TASK GOAL. Starting at the line that contains "Annotate the dirt" and ending at the last line of the items below, arrange those lines as a Markdown table with columns "No." and "Line", giving each line its own numbered row. Skip blank lines and leave the pictures out.

== SUPPLIED RECORDS ==

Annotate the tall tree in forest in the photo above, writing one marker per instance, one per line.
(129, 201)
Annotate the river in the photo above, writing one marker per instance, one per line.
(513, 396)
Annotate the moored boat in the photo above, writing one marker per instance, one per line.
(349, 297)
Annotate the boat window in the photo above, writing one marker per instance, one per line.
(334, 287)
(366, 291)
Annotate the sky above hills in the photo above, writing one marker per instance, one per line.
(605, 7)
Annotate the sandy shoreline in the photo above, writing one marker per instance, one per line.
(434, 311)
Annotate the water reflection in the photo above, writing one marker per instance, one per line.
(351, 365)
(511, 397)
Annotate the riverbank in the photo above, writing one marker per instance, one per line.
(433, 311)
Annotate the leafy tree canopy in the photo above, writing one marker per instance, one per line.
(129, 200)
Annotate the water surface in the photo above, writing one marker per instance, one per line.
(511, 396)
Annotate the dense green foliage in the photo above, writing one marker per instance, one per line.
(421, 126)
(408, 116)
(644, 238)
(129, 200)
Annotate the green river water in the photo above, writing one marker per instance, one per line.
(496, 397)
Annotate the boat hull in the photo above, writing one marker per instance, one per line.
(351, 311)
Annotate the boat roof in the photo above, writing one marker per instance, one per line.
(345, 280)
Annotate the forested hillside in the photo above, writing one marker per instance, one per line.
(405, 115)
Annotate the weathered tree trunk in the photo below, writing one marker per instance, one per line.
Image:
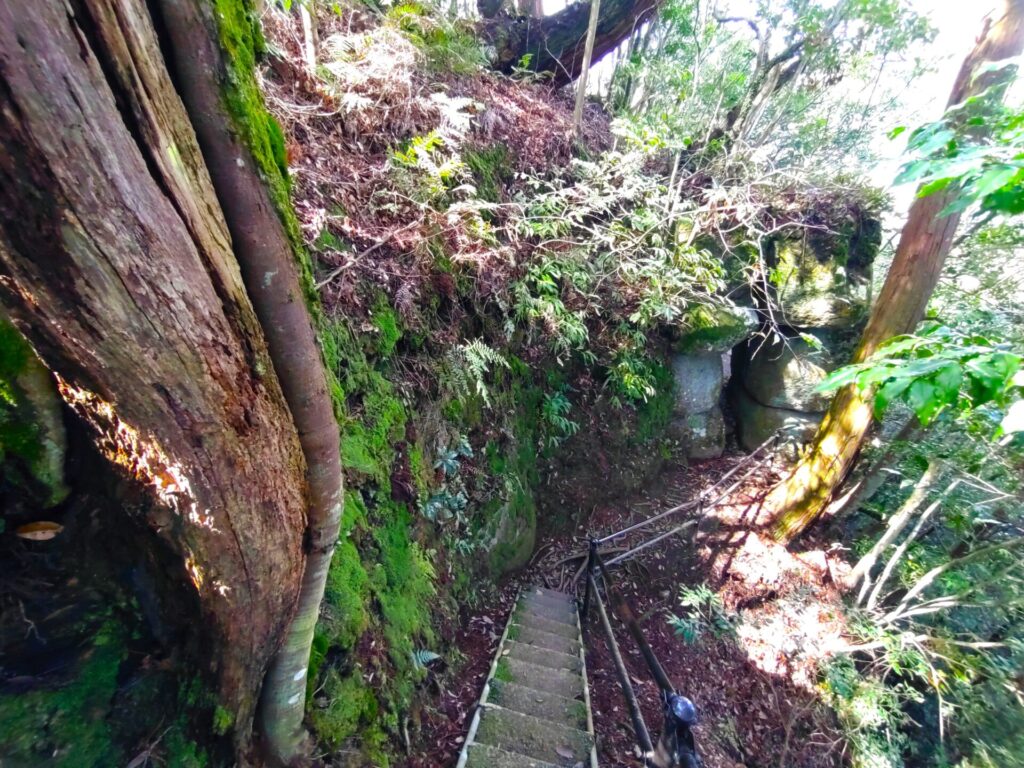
(556, 43)
(895, 526)
(238, 139)
(595, 11)
(923, 248)
(117, 264)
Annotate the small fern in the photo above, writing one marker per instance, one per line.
(468, 367)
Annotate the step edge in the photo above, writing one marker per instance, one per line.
(546, 723)
(545, 632)
(539, 763)
(571, 657)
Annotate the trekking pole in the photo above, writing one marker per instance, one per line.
(591, 558)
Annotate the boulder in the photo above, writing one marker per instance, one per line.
(756, 422)
(511, 532)
(698, 382)
(702, 435)
(784, 375)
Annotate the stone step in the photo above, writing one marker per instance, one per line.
(483, 756)
(526, 619)
(562, 613)
(541, 639)
(560, 682)
(548, 707)
(532, 736)
(552, 594)
(542, 656)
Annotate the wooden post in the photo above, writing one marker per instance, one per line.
(588, 53)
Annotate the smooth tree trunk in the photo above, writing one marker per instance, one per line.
(895, 526)
(556, 43)
(922, 252)
(223, 100)
(117, 264)
(588, 54)
(127, 210)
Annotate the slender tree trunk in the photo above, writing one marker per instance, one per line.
(897, 555)
(310, 35)
(875, 476)
(920, 256)
(117, 264)
(118, 261)
(595, 10)
(239, 146)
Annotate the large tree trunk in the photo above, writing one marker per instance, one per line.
(556, 43)
(923, 248)
(239, 138)
(117, 264)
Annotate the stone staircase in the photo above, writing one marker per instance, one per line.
(535, 711)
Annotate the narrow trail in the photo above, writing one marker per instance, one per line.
(755, 684)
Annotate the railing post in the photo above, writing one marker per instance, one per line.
(591, 558)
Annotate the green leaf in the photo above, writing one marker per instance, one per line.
(1013, 422)
(839, 378)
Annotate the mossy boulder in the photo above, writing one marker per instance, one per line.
(717, 329)
(819, 290)
(512, 532)
(702, 435)
(698, 382)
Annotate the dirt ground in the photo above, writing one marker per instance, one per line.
(755, 685)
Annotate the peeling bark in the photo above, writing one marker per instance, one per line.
(270, 270)
(556, 43)
(922, 252)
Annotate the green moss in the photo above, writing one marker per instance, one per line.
(68, 727)
(423, 476)
(350, 707)
(386, 322)
(344, 615)
(402, 582)
(181, 752)
(368, 441)
(654, 415)
(222, 720)
(492, 168)
(31, 455)
(242, 42)
(502, 672)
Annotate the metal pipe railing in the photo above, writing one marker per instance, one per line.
(643, 735)
(687, 505)
(595, 564)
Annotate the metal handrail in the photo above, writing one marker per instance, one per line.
(643, 735)
(688, 505)
(596, 564)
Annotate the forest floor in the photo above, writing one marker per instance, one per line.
(754, 679)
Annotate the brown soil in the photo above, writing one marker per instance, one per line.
(755, 688)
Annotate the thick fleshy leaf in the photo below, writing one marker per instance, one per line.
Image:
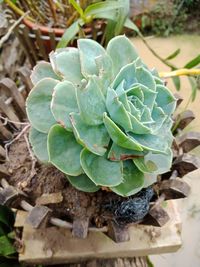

===

WRITTEN ANSWER.
| No. | Line |
|---|---|
| 1 | Annotate the dirt ground in the photo above, writing one marker per instance, one per line. |
| 2 | (755, 685) |
| 3 | Annotate the peeling bark in the photo above, writing one marker per instance, one per line. |
| 4 | (270, 270) |
| 5 | (556, 43) |
| 6 | (922, 252) |
| 7 | Annotate the green moss in the photo above, writing one marker per instance, one per line. |
| 8 | (68, 727) |
| 9 | (423, 476) |
| 10 | (350, 707) |
| 11 | (386, 322) |
| 12 | (344, 615) |
| 13 | (402, 582) |
| 14 | (181, 752) |
| 15 | (368, 441) |
| 16 | (654, 415) |
| 17 | (222, 720) |
| 18 | (492, 168) |
| 19 | (31, 455) |
| 20 | (242, 42) |
| 21 | (502, 672) |
| 22 | Annotate the metal pipe railing in the photo above, writing one marker per instance, one per line. |
| 23 | (643, 735) |
| 24 | (687, 505) |
| 25 | (595, 564) |
| 26 | Annotate the metal handrail in the photo above, writing one marker per instance, one per line. |
| 27 | (643, 735) |
| 28 | (688, 505) |
| 29 | (596, 564) |
| 30 | Annotate the forest floor in the photo above, writing one marker per instance, one per line. |
| 31 | (754, 679) |
| 32 | Annotate the brown soil in the photo above, writing one marker per instance, one per line. |
| 33 | (755, 688) |
| 34 | Annotate the thick fleshy leaf in the photo below, writing one marker per instance, one per line. |
| 35 | Image: |